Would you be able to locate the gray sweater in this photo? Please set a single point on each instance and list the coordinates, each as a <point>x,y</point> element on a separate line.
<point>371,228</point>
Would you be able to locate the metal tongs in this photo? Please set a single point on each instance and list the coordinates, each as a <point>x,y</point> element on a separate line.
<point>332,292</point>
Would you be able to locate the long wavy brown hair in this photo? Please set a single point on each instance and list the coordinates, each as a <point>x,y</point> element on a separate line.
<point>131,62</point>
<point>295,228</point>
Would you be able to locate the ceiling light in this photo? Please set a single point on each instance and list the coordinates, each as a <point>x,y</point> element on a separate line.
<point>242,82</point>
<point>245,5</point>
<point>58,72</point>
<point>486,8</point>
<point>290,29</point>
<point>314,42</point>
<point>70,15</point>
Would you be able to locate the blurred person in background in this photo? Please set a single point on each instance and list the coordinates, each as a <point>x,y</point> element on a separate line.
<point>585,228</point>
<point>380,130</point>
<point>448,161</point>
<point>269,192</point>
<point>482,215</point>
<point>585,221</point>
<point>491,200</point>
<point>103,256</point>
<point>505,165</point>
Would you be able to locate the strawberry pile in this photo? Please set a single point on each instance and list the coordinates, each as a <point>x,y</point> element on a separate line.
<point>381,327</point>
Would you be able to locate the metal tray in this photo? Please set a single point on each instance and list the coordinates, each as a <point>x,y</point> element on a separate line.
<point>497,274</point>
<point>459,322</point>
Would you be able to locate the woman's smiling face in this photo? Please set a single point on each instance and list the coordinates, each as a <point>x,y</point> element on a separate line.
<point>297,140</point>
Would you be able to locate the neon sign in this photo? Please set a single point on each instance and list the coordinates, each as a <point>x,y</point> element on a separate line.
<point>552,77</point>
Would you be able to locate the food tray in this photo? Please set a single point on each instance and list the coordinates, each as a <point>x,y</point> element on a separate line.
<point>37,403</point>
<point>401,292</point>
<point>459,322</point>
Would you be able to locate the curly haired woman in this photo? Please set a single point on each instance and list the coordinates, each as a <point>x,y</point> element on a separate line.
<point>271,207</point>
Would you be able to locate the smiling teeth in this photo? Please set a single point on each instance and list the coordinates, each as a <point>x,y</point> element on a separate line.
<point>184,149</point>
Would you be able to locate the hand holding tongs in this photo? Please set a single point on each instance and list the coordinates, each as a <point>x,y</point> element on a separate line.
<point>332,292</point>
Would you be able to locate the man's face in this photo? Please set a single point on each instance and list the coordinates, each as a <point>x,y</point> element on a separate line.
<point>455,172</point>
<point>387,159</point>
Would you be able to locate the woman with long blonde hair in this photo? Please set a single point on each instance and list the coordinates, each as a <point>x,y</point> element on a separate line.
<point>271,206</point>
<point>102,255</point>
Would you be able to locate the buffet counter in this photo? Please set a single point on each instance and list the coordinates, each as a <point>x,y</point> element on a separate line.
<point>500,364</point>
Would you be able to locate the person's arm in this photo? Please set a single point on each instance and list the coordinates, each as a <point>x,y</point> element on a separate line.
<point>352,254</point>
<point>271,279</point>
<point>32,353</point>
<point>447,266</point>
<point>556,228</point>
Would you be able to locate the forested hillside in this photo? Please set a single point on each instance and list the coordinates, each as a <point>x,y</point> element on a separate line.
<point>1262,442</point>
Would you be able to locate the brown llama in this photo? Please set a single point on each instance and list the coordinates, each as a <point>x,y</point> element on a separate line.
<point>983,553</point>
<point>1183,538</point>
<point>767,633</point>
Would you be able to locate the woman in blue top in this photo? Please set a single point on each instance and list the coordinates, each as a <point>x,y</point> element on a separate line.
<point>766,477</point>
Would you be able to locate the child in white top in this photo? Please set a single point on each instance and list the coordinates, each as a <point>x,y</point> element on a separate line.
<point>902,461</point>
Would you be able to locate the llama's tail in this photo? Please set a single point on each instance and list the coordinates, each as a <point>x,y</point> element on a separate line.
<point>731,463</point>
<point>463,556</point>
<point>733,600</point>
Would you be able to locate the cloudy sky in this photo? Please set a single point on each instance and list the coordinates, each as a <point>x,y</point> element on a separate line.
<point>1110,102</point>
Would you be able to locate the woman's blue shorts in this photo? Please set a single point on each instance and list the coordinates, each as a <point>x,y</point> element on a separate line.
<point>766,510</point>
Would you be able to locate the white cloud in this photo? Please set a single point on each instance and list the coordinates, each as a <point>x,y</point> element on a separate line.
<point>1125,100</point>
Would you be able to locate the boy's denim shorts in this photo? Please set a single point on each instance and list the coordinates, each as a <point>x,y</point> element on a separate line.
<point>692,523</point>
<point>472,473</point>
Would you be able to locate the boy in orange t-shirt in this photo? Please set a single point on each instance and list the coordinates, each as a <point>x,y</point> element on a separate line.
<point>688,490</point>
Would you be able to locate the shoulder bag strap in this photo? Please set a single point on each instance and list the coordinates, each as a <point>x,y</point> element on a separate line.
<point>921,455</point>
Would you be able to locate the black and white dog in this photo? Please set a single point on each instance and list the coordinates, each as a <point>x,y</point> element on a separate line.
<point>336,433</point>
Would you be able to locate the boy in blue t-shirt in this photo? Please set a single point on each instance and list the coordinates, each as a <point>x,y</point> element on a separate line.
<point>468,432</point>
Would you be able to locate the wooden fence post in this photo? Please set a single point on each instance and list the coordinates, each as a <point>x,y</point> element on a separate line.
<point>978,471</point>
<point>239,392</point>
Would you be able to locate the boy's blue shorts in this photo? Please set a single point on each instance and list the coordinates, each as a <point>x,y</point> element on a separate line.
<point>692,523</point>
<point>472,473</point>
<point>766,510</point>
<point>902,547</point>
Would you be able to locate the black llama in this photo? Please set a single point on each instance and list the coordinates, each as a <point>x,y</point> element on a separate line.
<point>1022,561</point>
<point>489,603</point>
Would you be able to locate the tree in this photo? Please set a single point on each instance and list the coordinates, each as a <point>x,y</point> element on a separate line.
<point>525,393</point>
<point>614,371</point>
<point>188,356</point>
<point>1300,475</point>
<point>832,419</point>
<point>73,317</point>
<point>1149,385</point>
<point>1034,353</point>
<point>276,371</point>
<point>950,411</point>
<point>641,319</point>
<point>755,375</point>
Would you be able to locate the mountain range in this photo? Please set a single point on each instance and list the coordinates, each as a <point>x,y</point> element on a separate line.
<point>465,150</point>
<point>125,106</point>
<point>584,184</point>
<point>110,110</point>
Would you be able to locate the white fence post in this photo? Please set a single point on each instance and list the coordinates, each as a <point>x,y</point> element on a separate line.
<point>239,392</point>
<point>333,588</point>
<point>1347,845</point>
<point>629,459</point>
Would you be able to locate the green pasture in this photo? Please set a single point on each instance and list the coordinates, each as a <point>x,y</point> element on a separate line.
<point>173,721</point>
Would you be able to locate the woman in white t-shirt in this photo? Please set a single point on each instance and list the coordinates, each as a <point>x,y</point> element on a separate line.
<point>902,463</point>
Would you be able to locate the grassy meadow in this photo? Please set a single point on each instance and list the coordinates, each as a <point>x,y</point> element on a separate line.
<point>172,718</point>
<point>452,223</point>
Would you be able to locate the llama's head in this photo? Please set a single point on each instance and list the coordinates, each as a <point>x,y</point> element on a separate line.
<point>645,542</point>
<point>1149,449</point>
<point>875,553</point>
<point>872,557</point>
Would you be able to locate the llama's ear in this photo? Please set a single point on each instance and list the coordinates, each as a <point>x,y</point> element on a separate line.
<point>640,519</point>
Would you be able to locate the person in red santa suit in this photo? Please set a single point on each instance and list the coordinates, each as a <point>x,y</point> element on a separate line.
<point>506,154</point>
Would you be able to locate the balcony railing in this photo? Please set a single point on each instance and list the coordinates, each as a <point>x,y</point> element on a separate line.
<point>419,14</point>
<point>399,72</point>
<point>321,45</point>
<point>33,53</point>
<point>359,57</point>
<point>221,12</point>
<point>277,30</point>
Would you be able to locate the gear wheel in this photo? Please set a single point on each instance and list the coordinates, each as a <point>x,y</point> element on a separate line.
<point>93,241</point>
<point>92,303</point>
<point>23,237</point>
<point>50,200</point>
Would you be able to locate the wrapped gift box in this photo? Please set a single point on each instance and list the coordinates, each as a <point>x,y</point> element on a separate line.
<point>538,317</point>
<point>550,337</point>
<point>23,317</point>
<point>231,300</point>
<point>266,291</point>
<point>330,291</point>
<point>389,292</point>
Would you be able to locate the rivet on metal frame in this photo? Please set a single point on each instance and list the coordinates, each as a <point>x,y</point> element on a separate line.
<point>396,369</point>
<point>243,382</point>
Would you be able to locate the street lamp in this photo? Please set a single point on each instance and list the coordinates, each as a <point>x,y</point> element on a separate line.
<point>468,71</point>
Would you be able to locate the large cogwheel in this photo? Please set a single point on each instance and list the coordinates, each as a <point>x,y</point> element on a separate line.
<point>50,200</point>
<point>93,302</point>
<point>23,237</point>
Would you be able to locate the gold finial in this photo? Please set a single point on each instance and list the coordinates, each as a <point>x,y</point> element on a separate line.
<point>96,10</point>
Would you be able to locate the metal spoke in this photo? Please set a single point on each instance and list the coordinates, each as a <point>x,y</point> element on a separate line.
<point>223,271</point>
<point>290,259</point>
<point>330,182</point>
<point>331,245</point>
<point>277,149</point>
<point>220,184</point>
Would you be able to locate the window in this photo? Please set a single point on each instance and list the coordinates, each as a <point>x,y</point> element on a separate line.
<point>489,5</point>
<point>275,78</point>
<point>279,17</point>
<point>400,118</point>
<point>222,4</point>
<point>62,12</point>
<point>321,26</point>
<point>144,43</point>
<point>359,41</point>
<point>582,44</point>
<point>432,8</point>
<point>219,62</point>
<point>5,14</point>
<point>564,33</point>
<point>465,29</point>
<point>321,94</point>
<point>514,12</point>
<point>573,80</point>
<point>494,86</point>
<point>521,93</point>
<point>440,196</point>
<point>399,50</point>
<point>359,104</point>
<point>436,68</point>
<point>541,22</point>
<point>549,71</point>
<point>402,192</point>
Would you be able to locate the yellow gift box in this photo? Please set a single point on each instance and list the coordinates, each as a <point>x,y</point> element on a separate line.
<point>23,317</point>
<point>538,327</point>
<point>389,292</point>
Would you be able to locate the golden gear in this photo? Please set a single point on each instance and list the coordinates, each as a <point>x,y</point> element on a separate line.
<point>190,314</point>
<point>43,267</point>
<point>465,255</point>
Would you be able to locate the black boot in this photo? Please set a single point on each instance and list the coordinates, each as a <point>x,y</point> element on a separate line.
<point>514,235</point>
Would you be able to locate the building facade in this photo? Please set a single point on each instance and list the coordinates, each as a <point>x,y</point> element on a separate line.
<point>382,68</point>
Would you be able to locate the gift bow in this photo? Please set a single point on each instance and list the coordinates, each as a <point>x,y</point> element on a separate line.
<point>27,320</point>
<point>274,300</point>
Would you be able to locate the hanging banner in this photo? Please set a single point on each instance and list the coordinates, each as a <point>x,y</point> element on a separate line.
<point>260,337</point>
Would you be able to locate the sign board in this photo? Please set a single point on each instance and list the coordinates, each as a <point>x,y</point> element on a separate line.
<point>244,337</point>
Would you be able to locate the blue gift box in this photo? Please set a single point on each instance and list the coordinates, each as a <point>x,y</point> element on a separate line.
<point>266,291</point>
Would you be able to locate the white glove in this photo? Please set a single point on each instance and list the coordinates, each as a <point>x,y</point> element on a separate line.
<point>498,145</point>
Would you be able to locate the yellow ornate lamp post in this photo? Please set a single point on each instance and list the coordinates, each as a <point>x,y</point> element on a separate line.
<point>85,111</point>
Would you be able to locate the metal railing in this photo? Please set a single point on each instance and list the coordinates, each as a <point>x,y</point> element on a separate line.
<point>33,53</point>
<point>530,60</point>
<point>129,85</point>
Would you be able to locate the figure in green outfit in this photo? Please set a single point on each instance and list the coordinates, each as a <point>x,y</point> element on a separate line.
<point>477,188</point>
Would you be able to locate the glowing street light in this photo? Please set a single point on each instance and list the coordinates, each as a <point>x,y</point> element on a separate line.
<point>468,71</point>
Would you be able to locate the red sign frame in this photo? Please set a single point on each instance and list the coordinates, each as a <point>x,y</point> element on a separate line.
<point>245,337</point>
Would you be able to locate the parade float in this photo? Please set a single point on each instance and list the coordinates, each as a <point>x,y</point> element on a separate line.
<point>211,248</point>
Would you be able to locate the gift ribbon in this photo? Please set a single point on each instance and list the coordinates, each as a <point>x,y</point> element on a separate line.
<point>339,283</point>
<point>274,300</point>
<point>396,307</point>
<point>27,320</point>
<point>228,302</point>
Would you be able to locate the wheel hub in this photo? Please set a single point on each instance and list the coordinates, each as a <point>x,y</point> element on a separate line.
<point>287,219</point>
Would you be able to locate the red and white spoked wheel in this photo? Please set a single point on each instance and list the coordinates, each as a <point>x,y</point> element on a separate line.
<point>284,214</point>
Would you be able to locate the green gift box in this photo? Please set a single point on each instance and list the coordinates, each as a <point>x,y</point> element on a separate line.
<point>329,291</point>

* [EXERCISE GOAL]
Copy out the part of the material above that begins with the line containing "Would you be able to locate the yellow gift" and ends with the line containing "<point>465,255</point>", keeping both of those lines.

* [EXERCISE ANSWER]
Would you be able to locate the yellow gift box in this photo? Please set a single point on each instance and list the coordinates, each as a <point>x,y</point> element on a separate line.
<point>23,317</point>
<point>538,327</point>
<point>389,292</point>
Would you be able to locate the golden gear in this photo? Please set a single point on each instance and list the coordinates, each as a <point>x,y</point> element on a separate line.
<point>190,314</point>
<point>43,267</point>
<point>465,255</point>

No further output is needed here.